* What to produce:
Reproduce the entries in full, with no changes.

* Dataset rows:
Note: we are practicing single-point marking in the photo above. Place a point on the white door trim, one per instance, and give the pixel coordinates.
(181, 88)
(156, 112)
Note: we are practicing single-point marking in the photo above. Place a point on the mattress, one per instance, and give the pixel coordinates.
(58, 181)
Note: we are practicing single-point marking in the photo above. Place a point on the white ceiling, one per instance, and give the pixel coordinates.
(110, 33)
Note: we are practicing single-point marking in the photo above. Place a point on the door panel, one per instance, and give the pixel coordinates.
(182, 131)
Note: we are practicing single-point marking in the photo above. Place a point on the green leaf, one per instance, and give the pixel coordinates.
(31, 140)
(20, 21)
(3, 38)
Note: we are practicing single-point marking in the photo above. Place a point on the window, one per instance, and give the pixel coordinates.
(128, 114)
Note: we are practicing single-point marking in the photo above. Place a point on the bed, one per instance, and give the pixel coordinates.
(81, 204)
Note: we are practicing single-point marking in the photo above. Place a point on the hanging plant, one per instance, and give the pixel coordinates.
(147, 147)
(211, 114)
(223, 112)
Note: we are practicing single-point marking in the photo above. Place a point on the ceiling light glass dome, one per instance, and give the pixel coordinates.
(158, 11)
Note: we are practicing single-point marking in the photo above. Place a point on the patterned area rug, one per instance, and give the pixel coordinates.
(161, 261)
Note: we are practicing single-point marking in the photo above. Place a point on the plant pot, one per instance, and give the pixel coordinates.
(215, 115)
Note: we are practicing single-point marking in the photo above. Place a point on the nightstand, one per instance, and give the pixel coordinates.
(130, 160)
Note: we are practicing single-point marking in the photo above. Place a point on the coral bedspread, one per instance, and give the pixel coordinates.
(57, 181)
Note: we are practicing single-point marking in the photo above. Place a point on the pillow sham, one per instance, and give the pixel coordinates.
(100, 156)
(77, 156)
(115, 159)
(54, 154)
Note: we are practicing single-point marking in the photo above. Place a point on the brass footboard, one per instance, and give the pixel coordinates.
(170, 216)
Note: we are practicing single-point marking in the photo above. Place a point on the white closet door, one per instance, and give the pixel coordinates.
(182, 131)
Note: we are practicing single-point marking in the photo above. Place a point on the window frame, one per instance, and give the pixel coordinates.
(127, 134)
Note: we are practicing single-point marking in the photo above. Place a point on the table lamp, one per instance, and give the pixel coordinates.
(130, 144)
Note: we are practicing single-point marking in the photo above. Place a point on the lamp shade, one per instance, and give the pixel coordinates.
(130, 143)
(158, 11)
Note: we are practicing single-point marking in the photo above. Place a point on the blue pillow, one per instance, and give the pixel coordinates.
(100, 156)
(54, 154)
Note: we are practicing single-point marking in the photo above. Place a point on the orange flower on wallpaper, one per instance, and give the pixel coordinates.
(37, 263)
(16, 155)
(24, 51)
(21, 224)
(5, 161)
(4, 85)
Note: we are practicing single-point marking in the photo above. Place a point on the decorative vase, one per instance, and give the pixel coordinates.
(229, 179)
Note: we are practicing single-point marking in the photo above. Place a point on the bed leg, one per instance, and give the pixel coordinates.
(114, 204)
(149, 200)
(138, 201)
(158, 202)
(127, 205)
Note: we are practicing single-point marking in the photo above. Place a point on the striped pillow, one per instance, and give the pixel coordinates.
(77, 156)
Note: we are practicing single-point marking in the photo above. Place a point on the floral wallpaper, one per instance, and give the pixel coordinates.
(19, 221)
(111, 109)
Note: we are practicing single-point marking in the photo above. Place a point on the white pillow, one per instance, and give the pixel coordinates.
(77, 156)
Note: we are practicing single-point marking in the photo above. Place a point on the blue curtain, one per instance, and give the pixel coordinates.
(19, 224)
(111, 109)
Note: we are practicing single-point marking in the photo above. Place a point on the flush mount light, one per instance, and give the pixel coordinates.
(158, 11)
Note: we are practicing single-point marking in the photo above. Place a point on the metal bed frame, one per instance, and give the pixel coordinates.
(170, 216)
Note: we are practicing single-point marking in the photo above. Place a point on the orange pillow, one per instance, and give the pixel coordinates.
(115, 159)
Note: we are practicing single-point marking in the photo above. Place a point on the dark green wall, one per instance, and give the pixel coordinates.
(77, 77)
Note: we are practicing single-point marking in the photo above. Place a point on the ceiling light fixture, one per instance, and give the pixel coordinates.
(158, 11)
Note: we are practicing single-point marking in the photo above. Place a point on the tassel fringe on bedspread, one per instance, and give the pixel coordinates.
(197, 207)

* Task answer:
Note: we are practicing single-point marking in the photo above. Place a point on the white door trim, one per instance, and give the pixel coordinates.
(181, 88)
(156, 112)
Note: we are practicing single-point marking in the photo above. Place a point on the mattress, one per instance, and give the pixel coordinates.
(58, 181)
Note: we are practicing single-point marking in the photo above. Place a point on the white ceiling, one per instance, and give the pixel coordinates.
(110, 33)
Note: we are practicing single-point marking in the photo above. Place a point on the door panel, one per instance, and give the pixel coordinates.
(182, 131)
Note: we are practicing single-point marking in the photo above. Place a point on the green leaf, one per instance, and give the pixel coordinates.
(31, 140)
(20, 21)
(3, 38)
Note: we are practicing single-point marking in the photo above. Place a point on the window, one per instance, and give the pixel coordinates.
(128, 114)
Note: we are practicing single-point marking in the photo above. Place a point on the bed, one per instance, and give the pixel coordinates.
(81, 204)
Note: we are practicing single-point marking in the photo above. Place a point on the hanging plant, one per instance, and give the pixel coordinates.
(147, 147)
(211, 114)
(223, 112)
Note: we are practicing single-point marking in the photo above. Place a point on the ceiling light glass dome, one per instance, and give the pixel coordinates.
(158, 11)
Note: we are practicing single-point marking in the photo above. Place a point on the patterned area rug, one per instance, and give the pixel coordinates.
(161, 261)
Note: we are practicing single-point marking in the photo above. Place a point on the plant pot, one per instance, and give the pixel coordinates.
(215, 115)
Note: we are practicing single-point marking in the photo above. Place a point on the nightstand, one per instance, and give the pixel coordinates.
(130, 160)
Note: we are practicing single-point marking in the photo above. Place a point on the coral bedspread, one per instance, and give the pixel coordinates.
(57, 181)
Note: we are practicing single-point marking in the photo above. Place a point on the pillow sham, one per instance, and give the pixel coordinates.
(100, 156)
(77, 156)
(115, 159)
(54, 154)
Note: we are practicing single-point marking in the photo above. Place a point on the brass footboard, one per instance, and give the pixel coordinates.
(170, 216)
Note: we are practicing single-point marking in the photo above. Place a point on the white closet door, one per instance, and give the pixel coordinates.
(182, 131)
Note: we are practicing single-point marking in the photo above. Place a point on the window frame, one per instance, and give the pixel coordinates.
(127, 134)
Note: we are practicing single-point marking in the photo above. Place a point on the table lamp, one per instance, and give the pixel coordinates.
(130, 144)
Note: we are practicing single-point marking in the photo above. Place a point on the lamp shade, one per instance, and give the pixel coordinates.
(130, 143)
(158, 11)
Note: we are practicing single-point marking in the photo above. Place a point on the blue pillow, one per instance, and give the pixel coordinates.
(100, 156)
(54, 154)
Note: we are practicing single-point marking in the photo above. Place a point on the orange flower on wallpaper, one per instance, and give the pixel coordinates.
(37, 263)
(16, 155)
(24, 51)
(21, 224)
(5, 161)
(4, 85)
Note: we are practicing single-point marking in the photo above. Place a point on the decorative vase, one per instance, and give the pixel coordinates.
(229, 179)
Note: we are practicing single-point marking in the photo above. Place a point on the bed leg, one per instance, and give the pixel coordinates.
(114, 204)
(149, 200)
(138, 201)
(158, 202)
(127, 205)
Note: we are practicing single-point marking in the photo above. Place a point on the striped pillow, one per instance, and give the pixel coordinates.
(77, 156)
Note: we are practicing single-point marking in the photo above. Place a point on the floral wallpaper, one per instance, and give the pixel coordinates.
(19, 221)
(111, 109)
Note: we are practicing single-point marking in the photo above. Place a point on the white pillow, one per instance, and give the pixel coordinates.
(77, 156)
Note: we are practicing single-point marking in the photo above. Place a point on the blue curtain, one per instance, and give the pixel coordinates.
(19, 224)
(111, 109)
Note: we are practicing single-point marking in the photo above. Place a point on the flush mount light, one per instance, and give the pixel coordinates.
(158, 11)
Note: we are practicing single-point marking in the photo above. Place a point on the metal bed frame, one per instance, and give the pixel coordinates.
(170, 216)
Note: we are practicing single-point marking in the photo above. Place a point on the orange pillow, one per instance, and give the pixel coordinates.
(115, 159)
Note: we are practicing single-point marking in the photo above. Place a point on the dark green wall, one per instance, and give the pixel coordinates.
(77, 77)
Note: we are practicing single-point marking in the photo above. Place a point on the ceiling light fixture, one per instance, and give the pixel coordinates.
(158, 11)
Note: we are practicing single-point marking in the photo above. Place a point on the tassel fringe on bedspread, one per instance, and give the pixel coordinates.
(197, 207)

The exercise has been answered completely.